#### ФРАГМЕНТ ТЕКСТА:
___

Если бы среди вас вдруг оказался человек, который бы совсем ничего не знал об экзистенциализме, все равно он бы много о нем знал. Ведь вся русская культура XIX века абсолютно экзистенциальна. Прежде всего – Достоевский. Огромный резервуар тем, мыслей, сюжетов! Но не только Достоевский. Также и Пушкин («Маленькие трагедии»), Гоголь, Тютчев, отчасти даже такой совсем не экзистенциальный писатель, как Лев Толстой (если вспомнить его гениальную «Смерть Ивана Ильича»).

Ну, раз уж мы подошли к зарождению экзистенциализма, давайте на минутку сыграем в такую смешную игру. Она поможет доходчиво и наглядно представить родословную экзистенциальной мысли. Давайте представим, что философские течения – это живые люди. И если представить экзистенциализм человеком, то кто будет его родственниками? А кто – наоборот? Объясню, чем навеяно такое более чем вольное, даже «хулиганское» рассуждение. (Надеюсь, вы мне простите эту вольность?) Я – глубоко советский человек, выросший, увы, в глубоко советское время, когда нас заставляли читать из всех мыслителей одних только Ленина и Энгельса, и больше ничего, это считалось вполне исчерпывающим. У Энгельса была смешная, поверхностная и довольно легковесная статья, посвященная раннему христианству, где он позволил себе несколько игривое выражение: «Сенека был дядей христианства». Собственно, это выражение и вдохновило меня на то, о чем я сейчас вам скажу.

Можно сказать, что «бабушка» экзистенциальной философии – это культура романтизма. Вот тот родник, из которого появился не только экзистенциализм, но и другие антропологически и антисциентистски ориентированные философские течения. Поэтому, если подойти ближе к экзистенциализму ХХ и отчасти XIX века, то, конечно, надо начинать с романтиков. Вот с них мы и начнем уже через раз.

«Родители» – это «философия жизни». Прежде всего, Ницше, но также и Бергсон, Дильтей, Шопенгауэр. Но именно Ницше, как и Достоевский, является важнейшим предшественником! Экзистенциализм прямо вырос из «философии жизни», а «философия жизни» прямо выросла из романтизма. Разница между «философией жизни» и экзистенциальной философией исчезающе мала и условна. Скажем, испанского философа Хосе Ортегу-и-Гассета можно отнести как к «философии жизни», так и к экзистенциализму.

«Тетей» экзистенциализма можно назвать феноменологию Гуссерля. Экзистенциализм многое позаимствовал из нее, хоть и меньше, чем из «философии жизни». Из феноменологии Гуссерля вышли и Хайдеггер, и Сартр, и Мерло-Понти. Те из вас, кто как-то знаком с Гуссерлем, это увидят.

Это если говорить о предках. А если говорить о ровесниках, то я бы сказал так – «кузиной» экзистенциализма является герменевтика, она выросла прямо из «философии жизни», очень близкая родственница экзистенциализма. В некоторых фигурах они срослись – например, Хайдеггер, который имеет отношение и к экзистенциализму, и к герменевтике.

___

#### ЗАДАНИЯ:
• a. Назовите всех русских писателей XIX века, упомянутых во фрагменте об экзистенциализме.
• b. Напишите продолжение фрагмента об экзистенциализме, начиная сразу после его последнего предложения.
Дальше идёт отдельный материал, с фрагментом он не связан.

#### ИСХОДНЫЕ ДАННЫЕ:
___

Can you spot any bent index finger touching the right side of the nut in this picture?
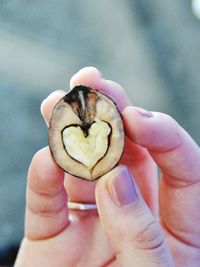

___

#### ОТВЕТЫ ПО ЗАДАНИЯМ:
• a. Достоевский, Пушкин, Гоголь, Тютчев, Лев Толстой.

• b.
И теперь «брат и сестра» экзистенциализма, даже более близкие, чем герменевтика. «Братом» я бы назвал персонализм, философию персонализма. Прежде всего, это французский католический персонализм и философ Эммануэль Мунье. Очень близкий родственник экзистенциализма, они с персонализмом – близнецы-братья. Скажем, Бердяев себя называет и персоналистом, и экзистенциалистом. Он вместе с Мунье участвовал в издании ведущего журнала персоналистов – «L’esprit» («Дух»).

И наконец, родная «сестра» экзистенциализма – уже упоминавшаяся «диалектическая теология». Это течение в немецкой протестантской мысли, это Пауль Тиллих, Карл Барт, Рудольф Бультманн, Дитрих Бонхеффер и другие. Это те протестантские теологи, которые начитались Кьеркегора, из которого, как известно, вырос весь экзистенциализм, и сделали соответствующие выводы для христианства. Они восприняли ХХ век как катастрофу, и их христианство носит мужественный, апокалиптический характер, исходя из богооставленности человека, «смерти Бога» как базовой очевидности.

Вот такая генеалогия. Повторим. «Бабушка» – романтизм, «папа с мамой» – «философия жизни», «тетя» – феноменология, «кузина» – герменевтика, «братья и сестры» – персонализм, в основном католический и французский, и «диалектическая теология», в основном протестантская и немецкая.

Это, что называется, родня. А кто чужаки, враги для философии экзистенциализма?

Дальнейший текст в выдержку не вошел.